## [WHAT TO WORK ON]
a) In the essay about the potter's mark, whose phone book did the writer check to confirm that the new last name didn't exist locally?
b) According to the essay about the potter's mark, why did the writer consider the new K E S T cartouche better than the old back-to-back K's?
c) Please take the essay about the potter's mark further, picking up right after its final sentence.

That is, until 2019 when a friend asked whether my pottery had ever been confused with a product of Kim Kardashian's — who, it turns out, uses a back-to-back K trademark on her goods. I had been using my back-to-back K's since well before Miss Kardashian wore a training bra, but I had never trademarked it, imagining that thirty years of published work would protect the sign well enough. The universe, apparently, had other ideas.
I'll admit I was briefly peeved. How dare she. I saw one of her delivery trucks rolling down the road with those back-to-back K's printed in enormous letters on the back, and I was briefly more peeved. Then I thought: cats who find themselves suddenly outdoors don't waste time on self-pity. They go about taking care of themselves — undaunted, undeterred. Obstacles are meant to be surmounted.
I designed a better chop.
The new cartouche: K E S T, two letters above and two below, sometimes inside a square. I use it now on all pottery and sculpture, and as a cartouche on my paintings. It is cleaner, more complete because it has the advantage of telling anyone who encounters it my entire name — no confusion with anyone else, no explanation required.
The Kest mark on my painting, Letterlocked.
III. The kestrel
As is my usual way of moving through life, I arrived at the name rather suddenly. I was drawing kestrels one afternoon and made the decision then and there — that would be my new last name. One check of the Lancaster, PA, phone book confirmed it didn't exist locally. I filed the paperwork the following week.

## [RECORD EXTRACTS]
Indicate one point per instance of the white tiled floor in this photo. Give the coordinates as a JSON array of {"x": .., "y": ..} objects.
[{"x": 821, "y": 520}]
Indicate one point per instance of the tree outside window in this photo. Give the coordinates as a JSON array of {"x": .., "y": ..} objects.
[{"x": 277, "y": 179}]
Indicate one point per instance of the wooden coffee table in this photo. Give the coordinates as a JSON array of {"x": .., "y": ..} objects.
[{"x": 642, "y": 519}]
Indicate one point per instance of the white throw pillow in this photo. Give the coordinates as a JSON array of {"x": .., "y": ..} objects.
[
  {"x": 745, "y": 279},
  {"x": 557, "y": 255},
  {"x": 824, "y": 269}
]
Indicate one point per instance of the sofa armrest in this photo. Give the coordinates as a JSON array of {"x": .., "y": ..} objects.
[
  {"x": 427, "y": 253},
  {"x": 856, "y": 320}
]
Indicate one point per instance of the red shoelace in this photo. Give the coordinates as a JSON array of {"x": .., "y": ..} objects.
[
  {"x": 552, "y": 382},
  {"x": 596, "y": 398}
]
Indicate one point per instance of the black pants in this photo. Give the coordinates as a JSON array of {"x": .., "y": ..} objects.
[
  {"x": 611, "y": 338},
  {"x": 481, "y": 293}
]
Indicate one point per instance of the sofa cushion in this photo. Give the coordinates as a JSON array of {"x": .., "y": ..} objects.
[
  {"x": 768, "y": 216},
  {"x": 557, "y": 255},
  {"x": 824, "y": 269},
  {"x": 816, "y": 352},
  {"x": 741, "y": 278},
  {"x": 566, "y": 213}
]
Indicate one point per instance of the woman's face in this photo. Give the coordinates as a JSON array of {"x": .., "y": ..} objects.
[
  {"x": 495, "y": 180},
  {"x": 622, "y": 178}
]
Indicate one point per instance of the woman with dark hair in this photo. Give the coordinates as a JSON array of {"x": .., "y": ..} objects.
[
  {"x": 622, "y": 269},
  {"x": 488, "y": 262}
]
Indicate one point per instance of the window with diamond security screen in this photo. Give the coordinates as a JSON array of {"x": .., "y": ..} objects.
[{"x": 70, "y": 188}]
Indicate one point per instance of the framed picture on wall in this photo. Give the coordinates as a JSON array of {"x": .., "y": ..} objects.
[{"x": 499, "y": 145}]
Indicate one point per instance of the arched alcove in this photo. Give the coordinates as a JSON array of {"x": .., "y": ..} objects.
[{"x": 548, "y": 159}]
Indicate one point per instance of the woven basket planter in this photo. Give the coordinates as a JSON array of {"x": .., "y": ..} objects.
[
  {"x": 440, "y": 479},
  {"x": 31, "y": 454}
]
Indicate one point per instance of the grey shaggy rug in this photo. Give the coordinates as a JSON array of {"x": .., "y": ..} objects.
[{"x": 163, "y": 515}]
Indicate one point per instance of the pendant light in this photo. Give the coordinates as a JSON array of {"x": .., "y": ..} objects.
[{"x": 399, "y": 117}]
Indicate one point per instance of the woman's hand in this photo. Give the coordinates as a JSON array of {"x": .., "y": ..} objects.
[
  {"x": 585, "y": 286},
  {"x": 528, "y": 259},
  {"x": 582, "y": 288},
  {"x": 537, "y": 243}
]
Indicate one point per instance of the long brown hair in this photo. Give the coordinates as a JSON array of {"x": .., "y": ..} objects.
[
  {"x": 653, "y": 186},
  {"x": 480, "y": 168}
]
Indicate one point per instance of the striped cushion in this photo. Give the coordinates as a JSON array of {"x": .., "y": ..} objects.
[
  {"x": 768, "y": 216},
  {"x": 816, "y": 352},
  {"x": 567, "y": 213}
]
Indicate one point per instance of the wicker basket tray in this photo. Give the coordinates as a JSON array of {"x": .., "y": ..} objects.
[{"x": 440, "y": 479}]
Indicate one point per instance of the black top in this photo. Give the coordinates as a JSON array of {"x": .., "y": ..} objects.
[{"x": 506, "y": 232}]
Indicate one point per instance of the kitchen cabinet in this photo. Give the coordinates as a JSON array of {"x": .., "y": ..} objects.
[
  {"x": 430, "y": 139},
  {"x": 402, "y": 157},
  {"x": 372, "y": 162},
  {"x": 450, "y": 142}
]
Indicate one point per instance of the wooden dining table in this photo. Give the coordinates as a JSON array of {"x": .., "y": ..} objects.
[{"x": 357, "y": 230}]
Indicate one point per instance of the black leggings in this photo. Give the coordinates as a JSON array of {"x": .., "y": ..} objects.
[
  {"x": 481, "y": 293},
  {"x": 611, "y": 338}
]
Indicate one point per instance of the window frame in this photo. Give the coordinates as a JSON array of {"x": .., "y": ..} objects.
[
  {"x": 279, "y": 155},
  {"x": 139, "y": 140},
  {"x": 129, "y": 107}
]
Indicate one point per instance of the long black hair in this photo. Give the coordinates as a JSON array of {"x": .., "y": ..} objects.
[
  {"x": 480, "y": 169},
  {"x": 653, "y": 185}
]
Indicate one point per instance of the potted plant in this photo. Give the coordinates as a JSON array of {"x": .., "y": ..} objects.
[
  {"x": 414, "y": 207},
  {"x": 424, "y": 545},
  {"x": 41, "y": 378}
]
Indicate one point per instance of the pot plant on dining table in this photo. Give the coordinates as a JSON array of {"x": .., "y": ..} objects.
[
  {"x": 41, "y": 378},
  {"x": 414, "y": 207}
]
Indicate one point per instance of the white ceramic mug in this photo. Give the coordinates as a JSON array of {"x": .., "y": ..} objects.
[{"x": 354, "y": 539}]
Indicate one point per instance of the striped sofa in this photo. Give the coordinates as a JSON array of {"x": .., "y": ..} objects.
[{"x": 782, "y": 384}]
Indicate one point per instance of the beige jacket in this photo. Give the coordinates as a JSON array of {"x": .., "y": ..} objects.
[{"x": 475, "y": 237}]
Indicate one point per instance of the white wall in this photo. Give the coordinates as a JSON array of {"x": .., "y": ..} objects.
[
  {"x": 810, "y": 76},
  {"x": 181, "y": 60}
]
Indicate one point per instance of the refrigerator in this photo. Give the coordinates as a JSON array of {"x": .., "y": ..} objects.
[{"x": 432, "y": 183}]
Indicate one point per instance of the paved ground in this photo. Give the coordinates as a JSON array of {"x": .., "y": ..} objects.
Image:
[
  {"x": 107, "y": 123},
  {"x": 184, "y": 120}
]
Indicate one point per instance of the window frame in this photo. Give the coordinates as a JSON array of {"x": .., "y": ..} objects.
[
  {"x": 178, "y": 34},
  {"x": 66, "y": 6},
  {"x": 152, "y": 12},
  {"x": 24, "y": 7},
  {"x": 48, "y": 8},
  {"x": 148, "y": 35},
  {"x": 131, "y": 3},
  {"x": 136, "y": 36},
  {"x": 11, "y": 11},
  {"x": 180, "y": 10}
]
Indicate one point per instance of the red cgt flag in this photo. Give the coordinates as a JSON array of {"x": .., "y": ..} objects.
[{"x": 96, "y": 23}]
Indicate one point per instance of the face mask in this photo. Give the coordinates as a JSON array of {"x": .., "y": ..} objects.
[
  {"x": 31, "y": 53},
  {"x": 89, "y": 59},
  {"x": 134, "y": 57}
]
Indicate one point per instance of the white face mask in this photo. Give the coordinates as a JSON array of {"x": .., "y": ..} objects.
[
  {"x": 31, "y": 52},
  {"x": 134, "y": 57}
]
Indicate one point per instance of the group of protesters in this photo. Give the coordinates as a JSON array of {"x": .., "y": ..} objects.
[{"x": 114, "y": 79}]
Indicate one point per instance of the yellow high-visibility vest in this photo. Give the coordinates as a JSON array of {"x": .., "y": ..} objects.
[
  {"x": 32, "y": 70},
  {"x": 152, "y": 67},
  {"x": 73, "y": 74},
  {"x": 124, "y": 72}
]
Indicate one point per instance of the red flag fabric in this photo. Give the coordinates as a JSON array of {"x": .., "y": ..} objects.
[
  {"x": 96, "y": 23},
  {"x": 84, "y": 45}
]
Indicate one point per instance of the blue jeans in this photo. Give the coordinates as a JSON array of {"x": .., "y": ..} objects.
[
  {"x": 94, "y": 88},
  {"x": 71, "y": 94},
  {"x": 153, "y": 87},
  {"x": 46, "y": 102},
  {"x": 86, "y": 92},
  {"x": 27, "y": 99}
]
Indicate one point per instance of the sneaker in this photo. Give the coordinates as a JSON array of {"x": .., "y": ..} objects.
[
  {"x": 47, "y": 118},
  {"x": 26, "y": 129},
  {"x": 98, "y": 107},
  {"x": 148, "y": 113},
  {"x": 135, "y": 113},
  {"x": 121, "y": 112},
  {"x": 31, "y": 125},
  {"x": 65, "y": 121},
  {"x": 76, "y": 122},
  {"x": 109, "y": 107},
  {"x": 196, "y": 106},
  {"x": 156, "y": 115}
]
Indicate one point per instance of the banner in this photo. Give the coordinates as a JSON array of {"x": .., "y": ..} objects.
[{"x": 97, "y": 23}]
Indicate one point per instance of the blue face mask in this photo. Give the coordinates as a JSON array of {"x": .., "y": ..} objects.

## [IN RESPONSE]
a) The Lancaster, PA, phone book.

b) The new cartouche is cleaner and more complete because it spells out the writer's entire name to anyone who encounters it. That means there is no confusion with anyone else and no explanation is required.

c)
The American kestrel is the smallest falcon in North America — but falcon nonetheless. Not a sparrow that learned some tricks. A raptor, operating at the full capacity of its nature, simply in a more compact form than people expect. The kestrel is also the hovering one: it can hold perfectly still against the wind while it hunts, a fixed point in moving air.
I have seen one hunting exactly once in my entire life. They are resplendently gorgeous — russet and slate, precise and concentrated. That I named myself after a bird I had mostly known from drawings, and that the name turned out to be equally rare and vivid in the world, is something I find quietly satisfying.
Since then, I have seen the name in print, encountered it online, and met a handful of Kests — some of whom seemed genuinely disappointed we weren't related.
Nearly forty years. The name has outlasted the phone book I checked it in, the attorney's office where I paid for it, and at least one K-branded empire.
It's mine. I made it.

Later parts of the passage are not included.